- DATASET CONTENT
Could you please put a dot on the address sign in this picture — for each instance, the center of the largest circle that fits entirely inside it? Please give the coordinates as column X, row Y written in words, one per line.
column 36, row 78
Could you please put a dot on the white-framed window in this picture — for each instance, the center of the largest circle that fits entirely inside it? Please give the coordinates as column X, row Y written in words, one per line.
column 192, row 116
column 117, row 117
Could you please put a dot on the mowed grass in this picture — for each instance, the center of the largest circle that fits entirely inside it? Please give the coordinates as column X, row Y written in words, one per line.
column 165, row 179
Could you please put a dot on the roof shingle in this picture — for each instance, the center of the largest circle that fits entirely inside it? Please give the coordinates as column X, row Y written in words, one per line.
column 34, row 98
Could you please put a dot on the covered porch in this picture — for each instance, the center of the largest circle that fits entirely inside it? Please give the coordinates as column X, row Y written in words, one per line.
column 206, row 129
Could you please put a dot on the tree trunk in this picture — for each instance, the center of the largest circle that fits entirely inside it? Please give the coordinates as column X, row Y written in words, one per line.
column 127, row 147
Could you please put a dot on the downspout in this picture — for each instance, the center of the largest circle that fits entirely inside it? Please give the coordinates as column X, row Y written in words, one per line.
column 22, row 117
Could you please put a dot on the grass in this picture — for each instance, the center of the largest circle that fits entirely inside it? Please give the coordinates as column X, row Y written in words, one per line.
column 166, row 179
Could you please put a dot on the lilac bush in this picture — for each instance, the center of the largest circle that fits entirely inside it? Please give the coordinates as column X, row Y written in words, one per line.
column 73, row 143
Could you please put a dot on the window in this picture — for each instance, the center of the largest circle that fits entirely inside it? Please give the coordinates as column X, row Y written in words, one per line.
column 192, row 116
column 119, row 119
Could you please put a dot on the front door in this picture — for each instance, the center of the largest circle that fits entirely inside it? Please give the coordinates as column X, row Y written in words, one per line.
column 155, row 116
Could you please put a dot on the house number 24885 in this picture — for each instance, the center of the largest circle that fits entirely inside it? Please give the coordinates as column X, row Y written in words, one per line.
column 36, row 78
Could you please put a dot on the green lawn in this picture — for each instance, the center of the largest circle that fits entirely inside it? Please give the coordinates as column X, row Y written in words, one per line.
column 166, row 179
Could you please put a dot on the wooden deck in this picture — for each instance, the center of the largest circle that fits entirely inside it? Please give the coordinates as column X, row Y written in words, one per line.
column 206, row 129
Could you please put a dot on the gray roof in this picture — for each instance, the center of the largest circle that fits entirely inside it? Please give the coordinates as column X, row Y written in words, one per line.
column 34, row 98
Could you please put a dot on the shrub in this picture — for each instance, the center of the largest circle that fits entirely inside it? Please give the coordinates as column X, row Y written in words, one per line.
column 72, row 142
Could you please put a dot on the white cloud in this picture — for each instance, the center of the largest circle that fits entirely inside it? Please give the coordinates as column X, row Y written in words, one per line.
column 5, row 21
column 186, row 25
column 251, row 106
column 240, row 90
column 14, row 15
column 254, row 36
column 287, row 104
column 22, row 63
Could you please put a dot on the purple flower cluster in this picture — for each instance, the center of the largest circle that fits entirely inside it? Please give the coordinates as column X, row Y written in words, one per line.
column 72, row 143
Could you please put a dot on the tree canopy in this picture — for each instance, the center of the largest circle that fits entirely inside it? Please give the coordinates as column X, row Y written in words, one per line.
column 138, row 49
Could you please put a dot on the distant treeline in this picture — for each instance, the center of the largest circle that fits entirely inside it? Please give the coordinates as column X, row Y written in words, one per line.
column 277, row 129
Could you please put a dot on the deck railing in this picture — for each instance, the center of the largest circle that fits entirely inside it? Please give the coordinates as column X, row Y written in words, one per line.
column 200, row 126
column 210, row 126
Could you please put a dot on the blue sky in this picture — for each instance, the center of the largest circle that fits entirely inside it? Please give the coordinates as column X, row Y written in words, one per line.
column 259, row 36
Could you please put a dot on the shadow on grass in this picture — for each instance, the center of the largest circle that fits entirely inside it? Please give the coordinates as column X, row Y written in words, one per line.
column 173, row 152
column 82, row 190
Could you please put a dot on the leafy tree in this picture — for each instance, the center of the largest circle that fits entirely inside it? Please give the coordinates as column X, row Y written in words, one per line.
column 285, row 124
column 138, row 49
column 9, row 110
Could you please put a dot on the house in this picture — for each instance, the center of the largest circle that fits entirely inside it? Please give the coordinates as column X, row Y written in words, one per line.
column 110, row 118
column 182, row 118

- TASK TO CARRY OUT
Rewrite all the records, substituting "place a mark on" for every "put a dot on" and leaving everything else as it is.

- ANSWER TO THIS PROBLEM
Could you please place a mark on the address sign in this picture — for each instance, the center of the largest circle that fits entirely inside it? Please give the coordinates as column X, row Y written in words, one per line.
column 36, row 78
Could you please place a mark on the white-framed window in this picture — for each instance, the center of the largest circle that fits entirely inside it? Please give the coordinates as column X, row Y written in words, one per line.
column 192, row 116
column 117, row 117
Could you please place a mark on the mowed grass in this picture — for each instance, the center of the largest circle that fits entirely inside it? Please give the coordinates as column X, row Y written in words, one per line.
column 165, row 179
Could you please place a mark on the roof shingle in this picture — for each instance, the center of the largest circle that fits entirely inside it? Please give the coordinates as column X, row Y written in words, one per line.
column 34, row 98
Could you please place a mark on the covered porch in this picture — for each instance, the center of the largest circle that fits entirely inside it? Please give the coordinates as column X, row Y written in words, one per line.
column 206, row 129
Could you please place a mark on the tree trunk in this picture — for each instance, the center of the largest circle that fits entirely inside it? Please give the coordinates as column X, row Y written in words, one per line.
column 127, row 147
Could you please place a mark on the downspout in this picture — for each instance, the center of the largest circle that fits entirely inside it? Please give the coordinates as column X, row Y written in words, one per line.
column 22, row 117
Could you please place a mark on the grass in this picture — for each instance, the center of the largest circle that fits entirely inside it? Please give the coordinates as column X, row Y written in words, one per line.
column 166, row 179
Could you please place a mark on the lilac bush in this picture — for each instance, the center of the largest circle that fits entirely inside it? Please give the coordinates as column X, row Y written in words, one per line.
column 73, row 143
Could you please place a mark on the window in this picture — for each instance, the center of the largest circle that fits entirely inside it? Please give the coordinates as column X, row Y written in words, one per line.
column 192, row 116
column 119, row 119
Could you please place a mark on the front door in this picture — for each instance, the center of the largest circle that fits entirely inside it? Please give the coordinates as column X, row Y written in words, one per line.
column 155, row 116
Could you please place a mark on the house number 24885 in this picture — for each instance, the center of the largest circle that fits entirely inside it? Please give the coordinates as column X, row Y written in words, one per line.
column 36, row 78
Could you please place a mark on the green lawn in this picture — for each instance, the center of the largest circle that fits entirely inside it? Please give the coordinates as column X, row Y written in words, one per line.
column 166, row 179
Could you please place a mark on the wooden deck in this picture — for each instance, the center of the largest circle that fits entirely inside it? Please give the coordinates as column X, row Y written in words, one per line.
column 206, row 129
Could you please place a mark on the gray roof in this picture — for each instance, the center of the largest circle that fits entirely inside it? Please give the coordinates as column X, row Y written in words, one per line.
column 34, row 98
Could you please place a mark on the shrub in this picture — for each instance, the center of the largest circle that fits entirely inside it? Please give the coordinates as column X, row Y written in words, one per line.
column 72, row 142
Could you please place a mark on the white cloud in this picture — for each instance, the center of the largest circle that fits entirely inside it? Please give the coordinates as column X, row Y written in words, one per line.
column 5, row 21
column 186, row 25
column 251, row 106
column 240, row 90
column 14, row 15
column 254, row 36
column 287, row 104
column 22, row 63
Could you please place a mark on the purple flower cluster in this picture — for each instance, the center of the largest circle that fits entirely inside it? Please give the coordinates as column X, row Y written in words, one per line.
column 72, row 143
Could you please place a mark on the tree canopy in this picture — for each instance, the center of the largest circle that fits entirely inside it? Please give the coordinates as column X, row Y written in words, one per line.
column 138, row 49
Could you please place a mark on the distant treeline in this picture — for each instance, the center of the largest circle that fits entirely inside it? Please give the coordinates as column X, row Y written in words, one per line.
column 277, row 129
Could you please place a mark on the deck railing in this picture — for each instance, the center of the largest circle that fits entirely inside it? Please give the coordinates as column X, row Y written in words, one per line.
column 200, row 126
column 210, row 126
Could you please place a mark on the blue sky in this picture — for each instance, the center of the largest circle that fits entirely inside it? Please give the coordinates as column X, row Y written in words, one per line.
column 259, row 36
Could you please place a mark on the shadow on grass in this picture — for each instance, the center of the largest circle that fits entirely inside it? Please give the coordinates as column X, row Y written in words, one per line.
column 173, row 152
column 82, row 190
Could you please place a mark on the leafy tree in this picture — for each instance, the center of the largest circle that fits entirely inside it? Please give the coordinates as column X, row Y written in words, one per line.
column 285, row 124
column 138, row 49
column 9, row 110
Could you please place a mark on the house in this picture — for each instance, the center of the largest circle that fits entirely inside it? Please give the coordinates as column X, row Y written in words, one per line.
column 110, row 118
column 182, row 118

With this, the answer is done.